• [Input data]
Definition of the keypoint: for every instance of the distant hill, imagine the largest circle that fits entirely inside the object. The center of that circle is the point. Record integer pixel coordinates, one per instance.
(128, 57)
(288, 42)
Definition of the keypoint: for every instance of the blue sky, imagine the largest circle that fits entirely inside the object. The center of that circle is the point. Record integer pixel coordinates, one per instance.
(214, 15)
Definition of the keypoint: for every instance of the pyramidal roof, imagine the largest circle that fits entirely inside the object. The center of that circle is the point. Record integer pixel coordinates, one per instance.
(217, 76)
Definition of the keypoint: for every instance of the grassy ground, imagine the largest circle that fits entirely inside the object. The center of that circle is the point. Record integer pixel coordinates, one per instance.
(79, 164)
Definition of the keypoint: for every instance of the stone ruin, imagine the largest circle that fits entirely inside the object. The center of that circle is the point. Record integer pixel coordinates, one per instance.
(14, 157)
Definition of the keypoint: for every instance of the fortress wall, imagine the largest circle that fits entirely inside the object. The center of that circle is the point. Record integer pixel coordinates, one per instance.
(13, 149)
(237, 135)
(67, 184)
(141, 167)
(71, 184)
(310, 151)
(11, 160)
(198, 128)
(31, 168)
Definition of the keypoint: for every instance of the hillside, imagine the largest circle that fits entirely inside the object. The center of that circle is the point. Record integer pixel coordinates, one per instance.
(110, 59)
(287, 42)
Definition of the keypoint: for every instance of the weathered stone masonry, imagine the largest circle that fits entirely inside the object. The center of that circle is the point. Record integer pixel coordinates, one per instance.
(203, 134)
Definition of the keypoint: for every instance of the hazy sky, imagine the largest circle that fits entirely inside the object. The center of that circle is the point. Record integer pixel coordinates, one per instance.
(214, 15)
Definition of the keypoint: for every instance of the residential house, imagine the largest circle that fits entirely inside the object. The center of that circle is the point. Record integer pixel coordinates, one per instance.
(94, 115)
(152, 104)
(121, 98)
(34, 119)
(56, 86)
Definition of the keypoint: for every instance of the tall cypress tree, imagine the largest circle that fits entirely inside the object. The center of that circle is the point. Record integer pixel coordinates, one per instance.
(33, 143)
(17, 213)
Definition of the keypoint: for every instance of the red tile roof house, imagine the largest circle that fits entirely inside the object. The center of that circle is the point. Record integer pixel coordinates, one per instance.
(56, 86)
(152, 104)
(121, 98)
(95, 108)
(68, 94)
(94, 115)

• [Set exercise] Reproduce all of the records above verbatim, keeping every line in its original order and wording.

• [Response to the exercise]
Definition of the keypoint: for every instance of the distant hill, imagine the largest circle that fits entirely inside the object. The center of that circle is the point. Record integer pixel coordinates, one per instance.
(128, 57)
(288, 42)
Definition of the keypoint: for every instance of the blue sky, imagine the largest circle that fits entirely inside the object. The center of that circle is the point. Record integer pixel coordinates, one per instance.
(214, 15)
Definition of the keypoint: for every instance of the pyramidal roof, imagine the largest circle that fits entirely inside the object. The center of that circle is the point. Record integer pixel coordinates, one per instance.
(217, 76)
Definition of the keypoint: for every instance of the grassy ground, imagine the largest circle that fits entirely inside the object. The center of that circle is the point. Record integer pixel coordinates, one per instance.
(79, 164)
Definition of the keypoint: for every instance of the stone ruin, imagine the largest circle that fits entirely inside the object. The center of that circle is the point. Record integer pixel coordinates, one per instance.
(14, 157)
Definition of the keypoint: for every instance of the fortress wall, imagine the largest circle that fits entirely inside the object. The center of that circle is the point. Record integer pixel coordinates, one per instance.
(13, 149)
(237, 135)
(67, 184)
(141, 167)
(71, 184)
(310, 151)
(11, 160)
(198, 128)
(31, 168)
Definition of the keypoint: for every instance of the hillside, imagine the largest circle that fits entirely inside the object. The center of that circle is the point. Record integer pixel coordinates, one per instance.
(110, 59)
(287, 42)
Definition of the keypoint: for every instance of the weathered stone masonry, imagine the largest circle that fits entirely inside the object. The center of that circle is the point. Record integer pixel coordinates, one per instance.
(203, 134)
Definition of the keypoint: for every instance of the hazy sky, imagine the largest circle that fits entirely inside the object. The center of that circle is the point. Record integer pixel coordinates, one per instance.
(214, 15)
Definition of the keypoint: for every instance of the residential house, imagine the largest circle that fits entirely inside the object. The center of that circle is the point. Record integer pixel coordinates, one per instance.
(94, 115)
(152, 104)
(121, 98)
(34, 119)
(56, 86)
Definition of the keypoint: for every instance of the tall cypress tree, imagine the largest circle that fits entirely inside the object. The center of that circle is the point. Record integer pixel coordinates, one per instance.
(33, 143)
(17, 213)
Definition of the keypoint: for every instance of the red tile roof house, imagine the largest circle that fits entirely inside the object. The center of that circle is the point. Record integer pixel coordinates, one per instance.
(56, 86)
(152, 104)
(121, 98)
(95, 108)
(68, 94)
(94, 115)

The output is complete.